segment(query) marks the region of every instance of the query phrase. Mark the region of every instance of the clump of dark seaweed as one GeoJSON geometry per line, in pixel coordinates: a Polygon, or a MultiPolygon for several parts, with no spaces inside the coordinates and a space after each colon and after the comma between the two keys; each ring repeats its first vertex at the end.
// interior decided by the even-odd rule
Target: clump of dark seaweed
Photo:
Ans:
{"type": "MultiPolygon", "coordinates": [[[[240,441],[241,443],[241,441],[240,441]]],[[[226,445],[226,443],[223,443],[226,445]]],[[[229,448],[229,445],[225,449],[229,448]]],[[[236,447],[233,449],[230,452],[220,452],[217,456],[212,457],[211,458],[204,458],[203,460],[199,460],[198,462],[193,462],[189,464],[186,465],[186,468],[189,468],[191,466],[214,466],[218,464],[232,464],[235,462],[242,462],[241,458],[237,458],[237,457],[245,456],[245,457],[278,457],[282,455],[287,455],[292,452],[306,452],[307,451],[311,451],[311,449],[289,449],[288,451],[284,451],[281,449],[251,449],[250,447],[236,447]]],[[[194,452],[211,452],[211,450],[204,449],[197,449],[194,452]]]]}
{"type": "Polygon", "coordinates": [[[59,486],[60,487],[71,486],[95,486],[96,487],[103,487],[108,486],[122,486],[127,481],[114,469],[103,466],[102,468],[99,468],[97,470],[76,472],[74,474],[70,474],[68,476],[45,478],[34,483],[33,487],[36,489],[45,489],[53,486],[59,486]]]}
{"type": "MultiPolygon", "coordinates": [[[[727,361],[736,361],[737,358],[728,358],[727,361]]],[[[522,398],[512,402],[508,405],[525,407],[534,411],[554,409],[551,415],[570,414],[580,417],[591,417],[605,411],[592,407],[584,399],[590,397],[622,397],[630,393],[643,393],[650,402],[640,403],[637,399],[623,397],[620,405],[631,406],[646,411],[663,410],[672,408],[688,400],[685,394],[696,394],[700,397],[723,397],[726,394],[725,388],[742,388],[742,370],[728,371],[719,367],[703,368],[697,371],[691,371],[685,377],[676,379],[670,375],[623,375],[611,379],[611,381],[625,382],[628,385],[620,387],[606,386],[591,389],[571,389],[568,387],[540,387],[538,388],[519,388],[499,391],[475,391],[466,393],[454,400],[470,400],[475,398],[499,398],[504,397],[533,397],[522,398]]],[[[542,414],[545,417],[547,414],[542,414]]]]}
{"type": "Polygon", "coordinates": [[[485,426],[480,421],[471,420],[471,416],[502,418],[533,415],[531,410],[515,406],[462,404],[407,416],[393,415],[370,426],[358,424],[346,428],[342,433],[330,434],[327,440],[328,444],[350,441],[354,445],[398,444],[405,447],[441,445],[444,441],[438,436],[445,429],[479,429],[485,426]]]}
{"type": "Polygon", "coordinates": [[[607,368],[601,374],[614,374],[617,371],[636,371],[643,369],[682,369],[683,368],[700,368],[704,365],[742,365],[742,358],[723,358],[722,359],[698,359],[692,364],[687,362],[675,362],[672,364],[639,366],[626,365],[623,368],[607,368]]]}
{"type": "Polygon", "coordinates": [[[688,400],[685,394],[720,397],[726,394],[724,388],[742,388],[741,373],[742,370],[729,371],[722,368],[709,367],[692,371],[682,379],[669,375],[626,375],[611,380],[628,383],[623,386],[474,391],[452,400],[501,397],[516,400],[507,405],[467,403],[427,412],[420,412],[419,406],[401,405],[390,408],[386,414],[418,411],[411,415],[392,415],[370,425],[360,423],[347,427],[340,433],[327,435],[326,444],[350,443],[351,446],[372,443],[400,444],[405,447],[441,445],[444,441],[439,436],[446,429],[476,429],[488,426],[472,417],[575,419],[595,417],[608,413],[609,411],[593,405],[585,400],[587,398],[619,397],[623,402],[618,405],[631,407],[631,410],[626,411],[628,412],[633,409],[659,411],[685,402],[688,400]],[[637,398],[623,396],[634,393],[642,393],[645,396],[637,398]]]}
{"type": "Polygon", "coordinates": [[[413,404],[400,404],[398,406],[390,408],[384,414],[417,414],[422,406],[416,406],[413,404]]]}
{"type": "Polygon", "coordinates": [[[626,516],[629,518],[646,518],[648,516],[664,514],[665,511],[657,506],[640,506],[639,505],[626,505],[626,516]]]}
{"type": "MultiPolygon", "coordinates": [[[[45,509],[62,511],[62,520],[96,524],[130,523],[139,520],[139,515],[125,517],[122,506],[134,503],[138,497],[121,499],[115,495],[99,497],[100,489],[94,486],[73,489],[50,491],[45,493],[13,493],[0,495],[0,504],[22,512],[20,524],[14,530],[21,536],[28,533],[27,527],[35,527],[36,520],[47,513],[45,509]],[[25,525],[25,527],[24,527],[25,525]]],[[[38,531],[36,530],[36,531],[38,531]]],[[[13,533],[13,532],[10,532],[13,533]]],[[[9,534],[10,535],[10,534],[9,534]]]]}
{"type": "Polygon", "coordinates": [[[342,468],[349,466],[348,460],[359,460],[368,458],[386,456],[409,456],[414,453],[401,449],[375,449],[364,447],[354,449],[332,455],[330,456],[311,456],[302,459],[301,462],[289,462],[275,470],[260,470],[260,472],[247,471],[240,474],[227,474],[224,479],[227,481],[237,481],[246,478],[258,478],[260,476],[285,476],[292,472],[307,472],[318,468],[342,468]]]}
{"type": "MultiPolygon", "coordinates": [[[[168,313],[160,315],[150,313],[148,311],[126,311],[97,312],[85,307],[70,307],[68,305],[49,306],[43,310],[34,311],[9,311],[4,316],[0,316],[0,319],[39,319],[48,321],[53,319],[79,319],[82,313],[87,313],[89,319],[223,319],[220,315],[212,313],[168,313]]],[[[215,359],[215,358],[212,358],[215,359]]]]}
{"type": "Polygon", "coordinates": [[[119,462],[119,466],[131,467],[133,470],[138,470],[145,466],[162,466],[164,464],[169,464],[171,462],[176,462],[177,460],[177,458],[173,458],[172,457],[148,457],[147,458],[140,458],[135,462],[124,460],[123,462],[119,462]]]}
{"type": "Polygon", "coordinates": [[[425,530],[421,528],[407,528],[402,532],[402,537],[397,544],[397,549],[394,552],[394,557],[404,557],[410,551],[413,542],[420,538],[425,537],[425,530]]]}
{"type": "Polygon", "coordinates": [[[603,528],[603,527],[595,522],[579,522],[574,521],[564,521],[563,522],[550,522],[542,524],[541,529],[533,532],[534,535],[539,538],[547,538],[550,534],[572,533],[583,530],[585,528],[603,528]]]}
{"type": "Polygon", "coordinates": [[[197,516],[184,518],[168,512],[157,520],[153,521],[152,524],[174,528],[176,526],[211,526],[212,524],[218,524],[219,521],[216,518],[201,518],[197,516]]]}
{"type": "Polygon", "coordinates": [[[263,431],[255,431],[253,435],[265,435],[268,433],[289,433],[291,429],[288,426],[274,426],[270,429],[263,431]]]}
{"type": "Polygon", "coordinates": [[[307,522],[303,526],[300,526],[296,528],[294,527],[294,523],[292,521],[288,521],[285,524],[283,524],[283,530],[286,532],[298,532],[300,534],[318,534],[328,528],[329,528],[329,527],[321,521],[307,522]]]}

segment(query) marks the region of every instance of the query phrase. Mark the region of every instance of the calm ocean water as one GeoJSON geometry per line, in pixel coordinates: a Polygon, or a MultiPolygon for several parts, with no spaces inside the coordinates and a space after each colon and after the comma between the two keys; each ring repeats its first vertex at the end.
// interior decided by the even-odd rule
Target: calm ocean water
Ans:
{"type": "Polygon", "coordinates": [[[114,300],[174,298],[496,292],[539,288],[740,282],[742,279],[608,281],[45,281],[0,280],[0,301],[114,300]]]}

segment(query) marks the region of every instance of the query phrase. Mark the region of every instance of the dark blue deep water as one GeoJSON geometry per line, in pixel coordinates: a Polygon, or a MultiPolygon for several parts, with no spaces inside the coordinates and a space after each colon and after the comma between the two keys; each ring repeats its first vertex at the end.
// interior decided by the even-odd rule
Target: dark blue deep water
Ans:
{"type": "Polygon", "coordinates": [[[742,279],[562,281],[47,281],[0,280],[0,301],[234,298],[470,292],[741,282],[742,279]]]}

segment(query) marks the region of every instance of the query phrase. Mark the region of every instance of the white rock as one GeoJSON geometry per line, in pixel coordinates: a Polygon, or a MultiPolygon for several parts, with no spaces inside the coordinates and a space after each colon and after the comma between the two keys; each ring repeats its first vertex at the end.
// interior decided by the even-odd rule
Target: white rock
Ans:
++++++++++
**THE PROBLEM**
Repeat exactly, and only, the lines of the records above, starting with the line that contains "of the calm" and ending with the final line, both included.

**FINISHED EXERCISE**
segment(query) marks the region of every instance of the query phrase. Mark the region of every instance of the calm ocean water as one GeoJSON geometry per line, in pixel coordinates: a Polygon, or a MultiPolygon for several parts, with no spaces inside the coordinates and a space after each colon and after the comma between the two keys; each ring repeats its first vertex at the end.
// interior decided by the even-odd rule
Target: calm ocean water
Ans:
{"type": "Polygon", "coordinates": [[[114,300],[174,298],[496,292],[539,288],[740,282],[742,279],[608,281],[45,281],[0,280],[0,301],[114,300]]]}

segment(query) marks the region of every instance of the query phrase. Mark the region of every instance of the dark blue deep water as one GeoJSON geometry per line, in pixel coordinates: a Polygon, or a MultiPolygon for several parts, with no spaces inside the coordinates and a space after each colon and after the comma between the two keys; each ring repeats its first vertex at the end.
// interior decided by the even-odd rule
Target: dark blue deep water
Ans:
{"type": "Polygon", "coordinates": [[[742,279],[562,281],[47,281],[0,280],[0,301],[234,298],[470,292],[741,282],[742,279]]]}

segment(query) marks the region of every instance of the query phrase. Mark the region of every instance of the white rock as one GeoJSON geometry per line, in pixel coordinates: a Polygon, or a MultiPolygon for several parts, with no spaces inside the coordinates and a space after each colon and after the comma between the two keys; each ring repeats its first vertex at the end.
// interior decided by the even-odd rule
Target: white rock
Ans:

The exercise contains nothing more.